Selected extract:
Wilson cast the teenager Knowles in a number of his productions, including Einstein on the Beach.

In 1978, the American poet John Ashbery wrote in the magazine New York of a volume of Knowles's poetry:
Christopher has the ability to conceive of his works in minute detail before executing them. There is nothing accidental in the typed designs and word lists; they fill their preordained places as accurately as though they had spilled out of a computer. This pure conceptualism, which others have merely approximated using mechanical aids, is one reason that so many young artists have been drawn to Christopher's work.

Point annotation records
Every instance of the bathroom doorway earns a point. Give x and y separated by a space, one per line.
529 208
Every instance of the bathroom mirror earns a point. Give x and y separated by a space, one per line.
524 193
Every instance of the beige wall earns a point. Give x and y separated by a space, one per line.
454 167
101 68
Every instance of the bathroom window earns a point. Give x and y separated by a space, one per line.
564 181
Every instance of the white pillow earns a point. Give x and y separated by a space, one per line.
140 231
==
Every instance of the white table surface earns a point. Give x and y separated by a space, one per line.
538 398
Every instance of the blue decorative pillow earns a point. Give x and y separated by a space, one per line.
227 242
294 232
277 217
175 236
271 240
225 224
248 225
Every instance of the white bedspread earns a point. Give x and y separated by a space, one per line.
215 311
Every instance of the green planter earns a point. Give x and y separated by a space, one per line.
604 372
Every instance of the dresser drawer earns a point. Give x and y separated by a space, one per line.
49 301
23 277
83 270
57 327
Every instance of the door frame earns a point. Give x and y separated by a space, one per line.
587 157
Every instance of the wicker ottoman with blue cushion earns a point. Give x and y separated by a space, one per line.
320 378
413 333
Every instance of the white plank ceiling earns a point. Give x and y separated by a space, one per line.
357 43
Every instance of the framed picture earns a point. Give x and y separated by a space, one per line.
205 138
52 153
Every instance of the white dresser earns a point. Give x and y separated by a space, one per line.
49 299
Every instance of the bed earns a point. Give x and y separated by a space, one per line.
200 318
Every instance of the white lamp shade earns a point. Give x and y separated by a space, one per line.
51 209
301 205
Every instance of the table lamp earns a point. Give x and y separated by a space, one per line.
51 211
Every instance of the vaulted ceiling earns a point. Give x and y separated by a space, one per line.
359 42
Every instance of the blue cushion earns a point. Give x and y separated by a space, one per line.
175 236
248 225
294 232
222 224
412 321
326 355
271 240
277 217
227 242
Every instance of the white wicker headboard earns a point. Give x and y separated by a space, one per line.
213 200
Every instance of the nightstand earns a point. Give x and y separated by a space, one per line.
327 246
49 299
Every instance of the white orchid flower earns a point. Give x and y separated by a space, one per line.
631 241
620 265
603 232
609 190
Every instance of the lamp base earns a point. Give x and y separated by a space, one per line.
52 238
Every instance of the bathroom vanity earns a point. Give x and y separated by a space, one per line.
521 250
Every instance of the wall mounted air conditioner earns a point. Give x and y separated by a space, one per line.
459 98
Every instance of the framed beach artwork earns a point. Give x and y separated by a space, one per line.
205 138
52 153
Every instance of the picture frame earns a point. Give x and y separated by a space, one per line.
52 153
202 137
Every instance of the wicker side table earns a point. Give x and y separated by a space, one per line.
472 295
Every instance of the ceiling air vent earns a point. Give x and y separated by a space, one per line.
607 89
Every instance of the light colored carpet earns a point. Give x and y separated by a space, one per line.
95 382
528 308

Goals:
- 1) Repeat everything in the passage on Christopher Knowles from "In 1978, the" down to "to Christopher's work.".
- 2) Pick up the passage on Christopher Knowles after its last sentence and carry it further.

Answers for the tasks:
- 1)
In 1978, the American poet John Ashbery wrote in the magazine New York of a volume of Knowles's poetry:
Christopher has the ability to conceive of his works in minute detail before executing them. There is nothing accidental in the typed designs and word lists; they fill their preordained places as accurately as though they had spilled out of a computer. This pure conceptualism, which others have merely approximated using mechanical aids, is one reason that so many young artists have been drawn to Christopher's work.

- 2)
Early in 2013, Knowles presented several of his poems in a reading at Gavin Brown's Enterprise in the West Village which had mounted an exhibition of his paintings. The same year, the Museum of Modern Art acquired several of Knowles' paintings, or rather "typings" or "typed designs" – pictures created with a typewriter and using colored ink to make patterns from letters and numbers. He starts creating the pictures by writing his signature and works his way up and to the left. Knowles said, he paints all the reds, then all the blues, and so on. One of his pictures consists only of the words "John Simon pollute your anger", inspired by the art critic's dismissive treatment of Robert Wilson (Simon had described Wilson as a charlatan and accused him of exploiting Knowles).

In 2015 the Institute of Contemporary Art, Philadelphia staged "Christopher Knowles: In A Word"—solo exhibition of work spanning Knowles' career. The exhibition traveled to the Contemporary Arts Museum Houston in 2017.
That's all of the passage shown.